EXERCISE REQUIREMENTS: The required output is the full listing below, reproduced word for word.
*** Block opens ***
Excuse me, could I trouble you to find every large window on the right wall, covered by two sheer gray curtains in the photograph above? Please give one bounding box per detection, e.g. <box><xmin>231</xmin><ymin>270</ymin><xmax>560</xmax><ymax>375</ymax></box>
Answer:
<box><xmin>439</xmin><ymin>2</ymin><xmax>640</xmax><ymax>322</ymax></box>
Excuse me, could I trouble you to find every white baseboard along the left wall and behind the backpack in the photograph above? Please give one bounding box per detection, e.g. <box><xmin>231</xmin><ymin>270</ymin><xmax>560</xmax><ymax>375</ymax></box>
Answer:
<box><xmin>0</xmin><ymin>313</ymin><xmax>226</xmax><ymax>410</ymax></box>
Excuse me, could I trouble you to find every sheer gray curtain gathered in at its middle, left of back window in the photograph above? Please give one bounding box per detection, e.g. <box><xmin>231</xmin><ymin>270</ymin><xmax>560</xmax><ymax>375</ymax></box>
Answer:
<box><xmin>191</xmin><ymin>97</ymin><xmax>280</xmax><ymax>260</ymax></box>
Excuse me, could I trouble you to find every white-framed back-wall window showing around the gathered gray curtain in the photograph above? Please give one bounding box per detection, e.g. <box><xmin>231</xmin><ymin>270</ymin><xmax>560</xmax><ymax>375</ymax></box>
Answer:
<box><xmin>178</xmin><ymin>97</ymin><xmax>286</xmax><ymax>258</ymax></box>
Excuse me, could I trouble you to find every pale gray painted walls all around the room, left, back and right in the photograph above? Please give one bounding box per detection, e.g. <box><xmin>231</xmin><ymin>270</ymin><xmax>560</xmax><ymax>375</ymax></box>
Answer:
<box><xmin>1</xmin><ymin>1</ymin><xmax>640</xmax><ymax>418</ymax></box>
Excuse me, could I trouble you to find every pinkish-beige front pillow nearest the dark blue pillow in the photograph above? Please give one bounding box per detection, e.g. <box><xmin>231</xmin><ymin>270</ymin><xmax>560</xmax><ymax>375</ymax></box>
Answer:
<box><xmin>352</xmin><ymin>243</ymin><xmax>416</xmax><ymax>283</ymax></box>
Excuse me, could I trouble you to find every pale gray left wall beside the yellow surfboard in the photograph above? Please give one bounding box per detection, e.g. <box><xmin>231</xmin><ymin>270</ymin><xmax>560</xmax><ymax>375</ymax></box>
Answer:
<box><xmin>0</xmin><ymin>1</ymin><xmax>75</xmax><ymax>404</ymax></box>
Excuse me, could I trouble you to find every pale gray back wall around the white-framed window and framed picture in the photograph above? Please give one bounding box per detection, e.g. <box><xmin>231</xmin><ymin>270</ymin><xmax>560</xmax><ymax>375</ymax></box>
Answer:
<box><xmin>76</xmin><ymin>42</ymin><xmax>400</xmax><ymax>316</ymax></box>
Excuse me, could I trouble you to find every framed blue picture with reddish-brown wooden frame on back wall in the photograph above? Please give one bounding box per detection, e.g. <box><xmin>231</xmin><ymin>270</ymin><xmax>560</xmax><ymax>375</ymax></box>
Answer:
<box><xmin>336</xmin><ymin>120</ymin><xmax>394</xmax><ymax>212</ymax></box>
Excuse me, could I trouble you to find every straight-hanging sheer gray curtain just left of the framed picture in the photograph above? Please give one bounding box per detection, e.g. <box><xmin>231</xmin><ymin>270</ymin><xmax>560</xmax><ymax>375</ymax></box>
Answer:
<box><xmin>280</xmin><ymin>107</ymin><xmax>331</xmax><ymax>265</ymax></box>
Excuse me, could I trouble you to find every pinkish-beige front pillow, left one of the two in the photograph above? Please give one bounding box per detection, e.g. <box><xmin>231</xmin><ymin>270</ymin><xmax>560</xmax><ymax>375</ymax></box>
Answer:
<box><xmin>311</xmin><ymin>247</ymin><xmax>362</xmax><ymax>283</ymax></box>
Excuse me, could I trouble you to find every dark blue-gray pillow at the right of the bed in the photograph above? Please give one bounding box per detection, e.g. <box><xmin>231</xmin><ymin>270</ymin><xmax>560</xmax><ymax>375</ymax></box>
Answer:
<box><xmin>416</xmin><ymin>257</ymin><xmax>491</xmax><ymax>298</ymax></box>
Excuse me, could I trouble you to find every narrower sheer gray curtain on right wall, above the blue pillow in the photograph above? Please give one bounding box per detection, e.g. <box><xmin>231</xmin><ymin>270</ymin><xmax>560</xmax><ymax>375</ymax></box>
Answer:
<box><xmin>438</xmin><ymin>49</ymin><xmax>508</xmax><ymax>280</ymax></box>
*** Block closes ***
EXERCISE RESULT:
Excuse me, could I trouble you to find every large window on the right wall, covered by two sheer gray curtains in the photograph above? Please give one bounding box per detection, e.g. <box><xmin>231</xmin><ymin>270</ymin><xmax>560</xmax><ymax>375</ymax></box>
Answer:
<box><xmin>439</xmin><ymin>2</ymin><xmax>640</xmax><ymax>322</ymax></box>
Excuse me, could I trouble you to find every white baseboard along the left wall and behind the backpack in the photograph above? Please give one bounding box per detection, e.g. <box><xmin>231</xmin><ymin>270</ymin><xmax>560</xmax><ymax>375</ymax></box>
Answer:
<box><xmin>0</xmin><ymin>313</ymin><xmax>226</xmax><ymax>410</ymax></box>
Excuse me, could I trouble you to find every sheer gray curtain gathered in at its middle, left of back window in the photograph above? Please give one bounding box per detection, e.g. <box><xmin>231</xmin><ymin>270</ymin><xmax>560</xmax><ymax>375</ymax></box>
Answer:
<box><xmin>191</xmin><ymin>97</ymin><xmax>280</xmax><ymax>260</ymax></box>
Excuse me, could I trouble you to find every white-framed back-wall window showing around the gathered gray curtain in the photograph above? Please give one bounding box per detection, e.g. <box><xmin>231</xmin><ymin>270</ymin><xmax>560</xmax><ymax>375</ymax></box>
Answer:
<box><xmin>178</xmin><ymin>97</ymin><xmax>286</xmax><ymax>258</ymax></box>
Excuse me, could I trouble you to find every pale gray painted walls all around the room, left, back and right in the photograph above? Please give one bounding box per detection, e.g. <box><xmin>231</xmin><ymin>270</ymin><xmax>560</xmax><ymax>375</ymax></box>
Answer:
<box><xmin>1</xmin><ymin>1</ymin><xmax>640</xmax><ymax>418</ymax></box>
Excuse me, could I trouble you to find every pinkish-beige front pillow nearest the dark blue pillow in the photograph above? Please give one bounding box per detection, e.g. <box><xmin>231</xmin><ymin>270</ymin><xmax>560</xmax><ymax>375</ymax></box>
Answer:
<box><xmin>352</xmin><ymin>243</ymin><xmax>416</xmax><ymax>283</ymax></box>
Excuse me, could I trouble you to find every pale gray left wall beside the yellow surfboard in the photograph above? Please give one bounding box per detection, e.g. <box><xmin>231</xmin><ymin>270</ymin><xmax>560</xmax><ymax>375</ymax></box>
Answer:
<box><xmin>0</xmin><ymin>1</ymin><xmax>75</xmax><ymax>404</ymax></box>
Excuse me, could I trouble you to find every pale gray back wall around the white-framed window and framed picture in the photograph above? Please give one bounding box per detection, e.g. <box><xmin>231</xmin><ymin>270</ymin><xmax>560</xmax><ymax>375</ymax></box>
Answer:
<box><xmin>76</xmin><ymin>42</ymin><xmax>400</xmax><ymax>316</ymax></box>
Excuse me, could I trouble you to find every framed blue picture with reddish-brown wooden frame on back wall in the photograph above? Please give one bounding box per detection, e.g. <box><xmin>231</xmin><ymin>270</ymin><xmax>560</xmax><ymax>375</ymax></box>
Answer:
<box><xmin>336</xmin><ymin>120</ymin><xmax>394</xmax><ymax>212</ymax></box>
Excuse me, could I trouble you to find every straight-hanging sheer gray curtain just left of the framed picture in the photograph above? Please give one bounding box per detection, e.g. <box><xmin>231</xmin><ymin>270</ymin><xmax>560</xmax><ymax>375</ymax></box>
Answer:
<box><xmin>280</xmin><ymin>107</ymin><xmax>331</xmax><ymax>265</ymax></box>
Excuse me, could I trouble you to find every pinkish-beige front pillow, left one of the two in the photograph above? Please give one bounding box per detection, e.g. <box><xmin>231</xmin><ymin>270</ymin><xmax>560</xmax><ymax>375</ymax></box>
Answer:
<box><xmin>311</xmin><ymin>247</ymin><xmax>362</xmax><ymax>283</ymax></box>
Excuse me, could I trouble you to find every dark blue-gray pillow at the right of the bed in the photograph above? Please give one bounding box per detection, e.g. <box><xmin>231</xmin><ymin>270</ymin><xmax>560</xmax><ymax>375</ymax></box>
Answer:
<box><xmin>416</xmin><ymin>257</ymin><xmax>491</xmax><ymax>298</ymax></box>
Excuse me, could I trouble you to find every narrower sheer gray curtain on right wall, above the blue pillow in the photograph above? Please give one bounding box per detection, e.g. <box><xmin>231</xmin><ymin>270</ymin><xmax>560</xmax><ymax>375</ymax></box>
Answer:
<box><xmin>438</xmin><ymin>49</ymin><xmax>508</xmax><ymax>280</ymax></box>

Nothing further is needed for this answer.